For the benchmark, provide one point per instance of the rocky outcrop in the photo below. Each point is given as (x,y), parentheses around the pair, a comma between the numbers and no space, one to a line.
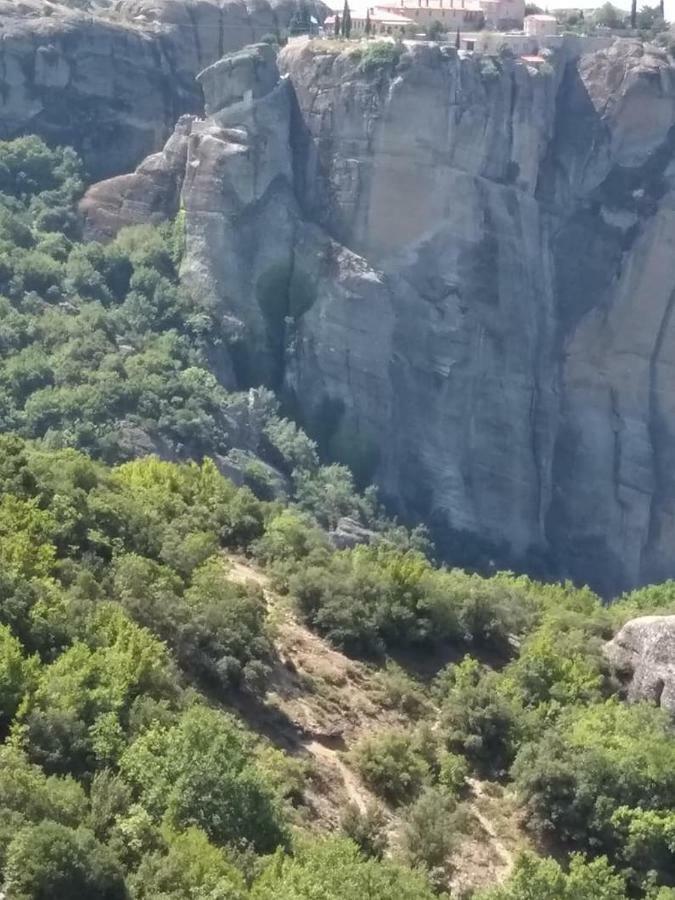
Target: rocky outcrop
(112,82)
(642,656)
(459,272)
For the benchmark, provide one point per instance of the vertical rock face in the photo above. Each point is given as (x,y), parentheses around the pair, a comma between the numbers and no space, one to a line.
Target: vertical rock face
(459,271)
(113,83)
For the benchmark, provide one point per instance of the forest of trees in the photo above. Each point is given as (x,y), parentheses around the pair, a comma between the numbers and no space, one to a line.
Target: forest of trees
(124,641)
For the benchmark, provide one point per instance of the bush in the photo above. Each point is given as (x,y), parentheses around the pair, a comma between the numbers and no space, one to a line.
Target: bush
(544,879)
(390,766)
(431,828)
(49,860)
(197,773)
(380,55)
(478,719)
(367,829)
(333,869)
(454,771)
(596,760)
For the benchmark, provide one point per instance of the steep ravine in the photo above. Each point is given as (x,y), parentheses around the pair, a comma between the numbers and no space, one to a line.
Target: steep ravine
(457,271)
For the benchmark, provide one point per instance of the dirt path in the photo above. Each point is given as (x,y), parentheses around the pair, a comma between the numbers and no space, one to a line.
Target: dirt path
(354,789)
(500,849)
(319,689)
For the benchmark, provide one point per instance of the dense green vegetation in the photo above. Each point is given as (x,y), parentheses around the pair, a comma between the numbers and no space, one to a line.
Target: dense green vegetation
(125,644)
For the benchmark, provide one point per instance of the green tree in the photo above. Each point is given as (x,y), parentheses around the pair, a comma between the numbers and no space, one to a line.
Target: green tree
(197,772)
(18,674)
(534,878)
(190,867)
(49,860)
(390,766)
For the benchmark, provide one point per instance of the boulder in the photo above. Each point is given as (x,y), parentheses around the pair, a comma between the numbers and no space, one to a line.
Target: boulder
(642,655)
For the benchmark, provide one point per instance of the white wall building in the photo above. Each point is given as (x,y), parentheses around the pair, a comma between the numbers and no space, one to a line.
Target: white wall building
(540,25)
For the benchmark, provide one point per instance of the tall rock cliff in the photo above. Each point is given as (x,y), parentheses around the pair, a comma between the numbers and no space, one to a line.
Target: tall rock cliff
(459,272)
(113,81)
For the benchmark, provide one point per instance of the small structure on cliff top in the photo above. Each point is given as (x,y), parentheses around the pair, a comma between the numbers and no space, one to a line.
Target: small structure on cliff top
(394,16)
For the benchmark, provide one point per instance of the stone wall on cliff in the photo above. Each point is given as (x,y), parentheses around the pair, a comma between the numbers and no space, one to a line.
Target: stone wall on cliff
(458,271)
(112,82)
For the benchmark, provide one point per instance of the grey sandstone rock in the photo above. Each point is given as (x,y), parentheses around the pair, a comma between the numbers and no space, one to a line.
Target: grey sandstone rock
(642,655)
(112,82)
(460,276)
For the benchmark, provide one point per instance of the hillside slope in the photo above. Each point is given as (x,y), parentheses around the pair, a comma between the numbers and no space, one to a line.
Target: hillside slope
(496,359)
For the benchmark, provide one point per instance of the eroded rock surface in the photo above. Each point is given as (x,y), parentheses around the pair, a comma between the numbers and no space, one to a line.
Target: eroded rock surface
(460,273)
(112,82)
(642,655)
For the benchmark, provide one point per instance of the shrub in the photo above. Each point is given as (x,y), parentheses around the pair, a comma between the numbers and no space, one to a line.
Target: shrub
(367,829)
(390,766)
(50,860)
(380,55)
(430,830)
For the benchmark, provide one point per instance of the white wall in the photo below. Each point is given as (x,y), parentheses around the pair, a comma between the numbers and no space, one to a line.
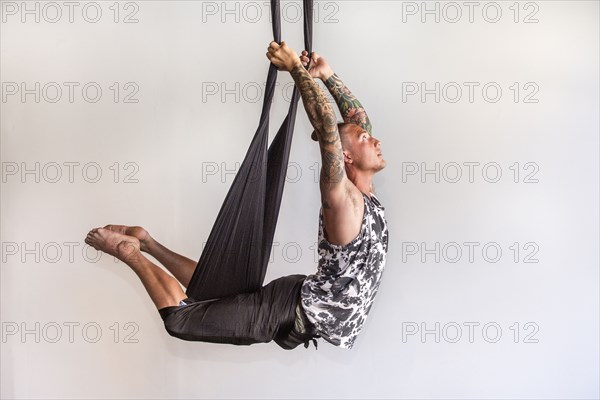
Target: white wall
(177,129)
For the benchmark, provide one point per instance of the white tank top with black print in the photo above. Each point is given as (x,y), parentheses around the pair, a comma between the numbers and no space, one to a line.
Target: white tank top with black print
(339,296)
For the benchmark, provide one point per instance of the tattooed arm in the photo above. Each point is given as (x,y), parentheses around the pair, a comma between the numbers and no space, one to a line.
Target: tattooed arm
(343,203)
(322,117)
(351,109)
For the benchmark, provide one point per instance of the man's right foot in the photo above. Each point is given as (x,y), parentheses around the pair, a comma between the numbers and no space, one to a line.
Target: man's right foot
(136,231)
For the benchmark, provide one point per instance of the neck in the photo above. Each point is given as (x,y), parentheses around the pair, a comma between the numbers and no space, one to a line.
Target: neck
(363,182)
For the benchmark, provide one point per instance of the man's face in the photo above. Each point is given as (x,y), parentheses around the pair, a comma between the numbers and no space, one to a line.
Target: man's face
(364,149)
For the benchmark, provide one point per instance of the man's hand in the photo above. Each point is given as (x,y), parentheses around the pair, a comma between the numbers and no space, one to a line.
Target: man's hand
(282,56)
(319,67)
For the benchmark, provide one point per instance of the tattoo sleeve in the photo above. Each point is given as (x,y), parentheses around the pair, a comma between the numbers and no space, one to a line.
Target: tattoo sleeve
----
WRITTEN TASK: Reproduce the full listing faithfully, but do not carry over any pictures.

SOLUTION:
For the benchmark, provide one point per instance of the rocky outcrop in the photo below. Each point is given as (x,y), parentheses around the pair, a comma between the numbers and no space, one to a line.
Target: rocky outcrop
(112,82)
(642,656)
(459,272)
For the benchmark, provide one point per instance of the vertical rock face in the photo above. Each point is given as (x,y), parentheses around the pair, a comma between the numbers and no space, one to a line.
Target: vertical rock face
(459,271)
(113,83)
For the benchmark, provide one point per instance of the forest of trees in the photo above. Each point is given as (x,y), parentheses around the pair, a comma between the numbers and no space, one to a line.
Target: forest of trees
(124,641)
For the benchmark, provide one point per instance of the bush in the photo above. Each point is given as (x,y), parentheses around the pair, a comma between the numbers and no space, one to a line.
Target: bush
(544,879)
(390,766)
(431,828)
(49,860)
(197,773)
(380,55)
(478,719)
(367,829)
(333,869)
(454,771)
(596,760)
For the benchmark, provide one point per instance of the steep ravine in the photo above. Each point is given as (x,y), parentheses around the pair, a comma between the numbers and no space, one to a line.
Target: steep ravine
(457,271)
For the benchmark, provide one point per instance of the dirt path in the photo above. Each point is given as (x,y), parentheses around the pair, a comma between the numbers and no space, one to a line.
Target: dirt path
(354,789)
(500,849)
(319,689)
For the benchmark, provide one point per instance of the dense green vegetation in the photo above. Each point is given as (x,y), parentheses around the pair, a comma between the numbers and no space, one to a line.
Target: dense green vegetation
(125,644)
For the benchmark, provide one point per instance of the green tree in the photo above. Each point is given as (x,y), parentheses around the pair, a comma between the numbers and no space, one to a line.
Target: green tree
(197,772)
(18,674)
(534,878)
(190,867)
(49,860)
(390,766)
For the benchmark, provide one point per instance of the boulder in the photo above. Each point is given as (x,y), parentheses around the pair, a comma between the numbers and no space, one to a line.
Target: boulder
(642,655)
For the benchmark, provide one point per instance of the white wall building in the photo above. Each point is given as (x,y), parentheses around the pair, a comma between the numbers and no space, one to a line.
Target: white wall building
(540,25)
For the benchmark, provide one point per instance of the tall rock cliff in the photo above. Each point is given as (x,y), parentheses around the pair, a comma between the numbers and no space, one to a line.
Target: tall rock cliff
(459,272)
(113,81)
For the benchmark, provide one point per instance of the small structure on cliff top in the photo above. Each point is given as (x,y), parentheses around the pair, a comma between the numbers and no space, one to a line.
Target: small structure on cliff top
(394,16)
For the benchmark, provide one point per instance of the stone wall on cliff in the photo above. Each point is given as (x,y), parentheses around the pair, a comma between the numbers and no space, one to a line.
Target: stone wall on cliff
(458,271)
(112,82)
For the benchmark, provide one point per instance of the grey sandstone rock in the photo above. Each point is given as (x,y), parentheses around the pair, a comma between the numbers and no space, one to a line.
Target: grey sandstone rock
(642,655)
(112,82)
(460,276)
For the benchmark, provide one point per instance of the hillside slope in the photo above. Each point is given as (x,y), parentheses around the pair, a comma between the numbers and no space, one to a line.
Target: hillside slope
(496,359)
For the benchmark, provide one point per instance of the eroded rock surface in the photo above. Each point is given as (x,y), parentheses around the pair, a comma between the numbers and no space, one to a line.
Target: eroded rock surface
(460,273)
(112,82)
(642,655)
For the benchmark, provide one point per instance of the shrub in the photo above. Each point is given as (x,y), parentheses around the pair, a comma between the numbers and no space, one to a line.
Target: shrub
(367,829)
(390,766)
(50,860)
(380,55)
(430,830)
For the benchmark, provide one point per instance of the white wall in the photo below. Each point is given as (x,y), parentheses around the pair, a comma between the numbers and no space, one to a line.
Target: white wall
(177,129)
For the benchmark, provide one point per instance of the white tank top with black print in the photo above. Each point is given as (x,y), parentheses around the pair, a comma between the numbers and no space, one to a line.
Target: white tank top with black print
(339,296)
For the benchmark, provide one point per instance of the tattooed arm in the photo above. Each point is given as (x,y), parentheses around the pair, a comma between the numbers and no space, one to a line.
Target: tattooed arm
(343,203)
(322,117)
(351,109)
For the benchmark, provide one point per instance of the man's right foot in the photo above. Each point is given as (x,y), parentheses around the pair, a comma between the numbers and no space, one to a line.
Target: man's right foot
(136,231)
For the benchmark, provide one point per instance of the neck in the photo above. Each point is given as (x,y), parentheses around the pair, a comma between the numbers and no space, one to a line.
Target: neck
(363,182)
For the benchmark, provide one point per instance of the man's face in the photo above. Each point is given as (x,y), parentheses around the pair, a comma between the numbers and no space, one to a line.
Target: man's face
(364,149)
For the benchmark, provide one point per instance of the man's hand in the photo above. Each point is given as (x,y), parentheses around the pair, a comma between the numbers and no space, one to a line.
Target: man's hand
(282,56)
(319,67)
For the benchmark, provide one point per instance of the tattoo sleeve in the photo above. Each point is given as (x,y), parentheses around the pair, a comma between the numbers and no space, one to a line.
Target: tattoo sleeve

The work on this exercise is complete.